[Records from a dataset]
►

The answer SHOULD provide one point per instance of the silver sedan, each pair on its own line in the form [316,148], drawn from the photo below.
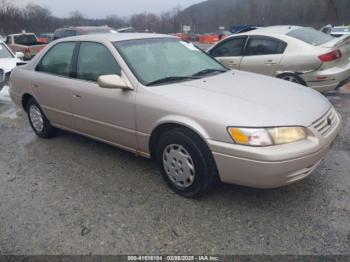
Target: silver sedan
[297,54]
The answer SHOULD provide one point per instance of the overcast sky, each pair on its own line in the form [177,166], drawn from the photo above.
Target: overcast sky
[102,8]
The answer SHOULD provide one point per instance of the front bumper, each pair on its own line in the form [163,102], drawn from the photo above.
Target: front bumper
[271,167]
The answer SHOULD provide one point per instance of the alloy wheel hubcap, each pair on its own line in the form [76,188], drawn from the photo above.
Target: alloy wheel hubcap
[290,79]
[36,118]
[179,166]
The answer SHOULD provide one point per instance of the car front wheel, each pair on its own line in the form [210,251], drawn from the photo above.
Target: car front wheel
[38,121]
[186,163]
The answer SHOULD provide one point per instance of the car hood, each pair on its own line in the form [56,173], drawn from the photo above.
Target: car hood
[7,64]
[239,98]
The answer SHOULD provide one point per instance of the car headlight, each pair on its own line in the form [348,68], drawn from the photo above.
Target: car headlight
[267,136]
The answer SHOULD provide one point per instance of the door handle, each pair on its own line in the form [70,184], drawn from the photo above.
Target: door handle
[76,96]
[270,62]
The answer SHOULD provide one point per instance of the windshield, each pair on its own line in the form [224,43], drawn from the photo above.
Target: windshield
[341,30]
[26,40]
[161,58]
[4,52]
[310,36]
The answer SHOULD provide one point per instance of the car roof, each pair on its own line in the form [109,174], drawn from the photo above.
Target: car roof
[21,34]
[83,28]
[277,30]
[115,37]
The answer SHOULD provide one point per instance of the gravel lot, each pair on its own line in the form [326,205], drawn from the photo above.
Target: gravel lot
[72,195]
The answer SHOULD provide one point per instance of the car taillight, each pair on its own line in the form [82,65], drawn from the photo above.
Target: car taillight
[331,56]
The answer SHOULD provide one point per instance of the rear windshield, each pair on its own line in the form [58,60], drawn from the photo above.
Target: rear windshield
[310,36]
[4,52]
[26,40]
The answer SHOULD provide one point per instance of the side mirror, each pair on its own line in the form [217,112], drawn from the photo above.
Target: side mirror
[19,55]
[113,82]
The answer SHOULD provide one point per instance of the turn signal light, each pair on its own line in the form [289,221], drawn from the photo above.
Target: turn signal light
[331,56]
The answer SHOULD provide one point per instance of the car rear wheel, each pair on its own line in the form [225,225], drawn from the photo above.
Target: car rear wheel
[38,121]
[186,163]
[292,78]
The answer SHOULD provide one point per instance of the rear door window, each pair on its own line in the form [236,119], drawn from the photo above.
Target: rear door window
[25,40]
[69,33]
[264,46]
[231,47]
[58,59]
[310,36]
[95,60]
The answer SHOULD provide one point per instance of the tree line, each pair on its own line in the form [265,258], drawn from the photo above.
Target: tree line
[202,17]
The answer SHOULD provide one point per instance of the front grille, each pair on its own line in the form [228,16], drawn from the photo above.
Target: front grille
[2,75]
[326,123]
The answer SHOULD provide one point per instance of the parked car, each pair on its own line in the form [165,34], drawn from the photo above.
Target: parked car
[210,38]
[339,31]
[27,43]
[327,29]
[183,36]
[297,54]
[201,122]
[127,30]
[213,38]
[82,30]
[8,61]
[243,28]
[45,38]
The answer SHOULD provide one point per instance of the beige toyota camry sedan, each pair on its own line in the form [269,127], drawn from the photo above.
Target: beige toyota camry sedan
[164,99]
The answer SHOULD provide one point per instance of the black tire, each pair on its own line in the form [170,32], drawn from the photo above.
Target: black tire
[294,78]
[206,174]
[47,130]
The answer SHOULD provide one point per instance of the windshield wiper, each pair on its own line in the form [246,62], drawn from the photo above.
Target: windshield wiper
[171,79]
[209,71]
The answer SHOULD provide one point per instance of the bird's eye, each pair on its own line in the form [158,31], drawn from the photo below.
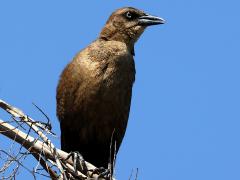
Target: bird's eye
[129,15]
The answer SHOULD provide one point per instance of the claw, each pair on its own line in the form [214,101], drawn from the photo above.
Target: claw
[78,162]
[101,172]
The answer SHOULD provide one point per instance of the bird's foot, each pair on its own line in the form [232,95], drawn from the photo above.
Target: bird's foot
[78,162]
[102,173]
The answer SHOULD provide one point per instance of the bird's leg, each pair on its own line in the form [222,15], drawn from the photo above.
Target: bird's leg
[78,162]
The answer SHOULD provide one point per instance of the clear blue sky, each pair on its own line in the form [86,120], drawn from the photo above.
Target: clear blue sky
[185,114]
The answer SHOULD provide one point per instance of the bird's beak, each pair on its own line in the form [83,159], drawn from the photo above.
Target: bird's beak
[148,20]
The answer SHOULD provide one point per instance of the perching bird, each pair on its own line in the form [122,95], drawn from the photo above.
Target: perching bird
[94,91]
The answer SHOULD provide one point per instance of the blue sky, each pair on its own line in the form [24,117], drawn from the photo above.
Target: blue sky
[184,121]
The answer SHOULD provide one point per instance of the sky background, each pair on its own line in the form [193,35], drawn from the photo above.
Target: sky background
[185,114]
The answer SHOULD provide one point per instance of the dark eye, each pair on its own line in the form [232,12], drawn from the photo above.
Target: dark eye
[129,15]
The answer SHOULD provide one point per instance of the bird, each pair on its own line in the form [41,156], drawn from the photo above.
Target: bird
[95,88]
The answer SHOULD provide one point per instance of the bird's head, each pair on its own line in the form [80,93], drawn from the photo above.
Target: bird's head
[127,24]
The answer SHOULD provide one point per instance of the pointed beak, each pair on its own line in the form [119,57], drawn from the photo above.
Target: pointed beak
[148,20]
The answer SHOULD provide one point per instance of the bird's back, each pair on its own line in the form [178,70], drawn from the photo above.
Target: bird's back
[93,99]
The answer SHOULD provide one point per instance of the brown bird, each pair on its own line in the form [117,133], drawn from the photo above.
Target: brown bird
[94,91]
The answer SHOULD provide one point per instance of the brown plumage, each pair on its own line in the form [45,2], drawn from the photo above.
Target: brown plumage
[94,91]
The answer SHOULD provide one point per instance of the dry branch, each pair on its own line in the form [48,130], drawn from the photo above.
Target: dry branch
[53,160]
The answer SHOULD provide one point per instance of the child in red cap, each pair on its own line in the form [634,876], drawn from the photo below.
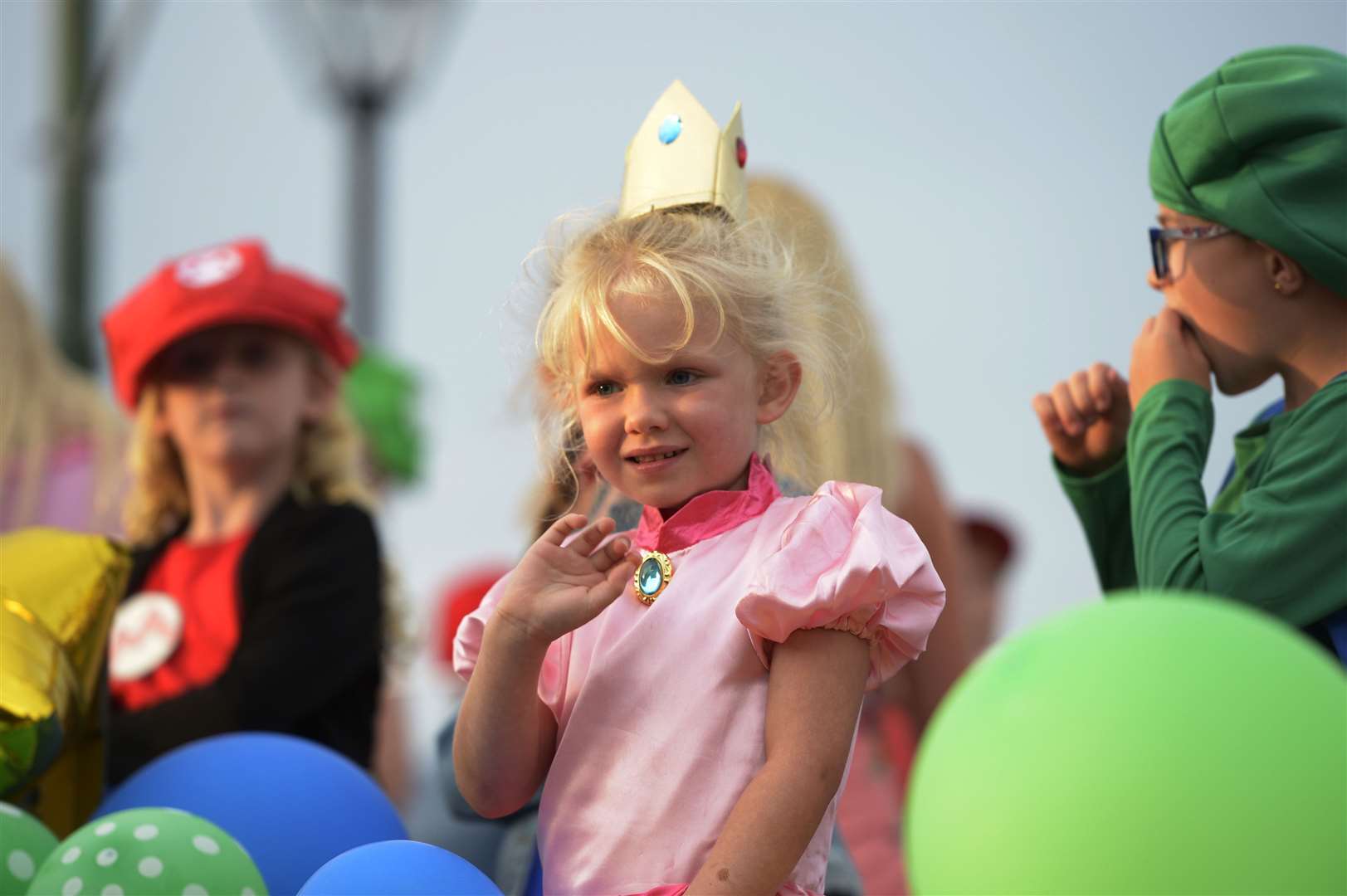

◄

§ **Exercise prompt**
Only a number is expected here: how many lines above contain the word "below".

§ **Answer**
3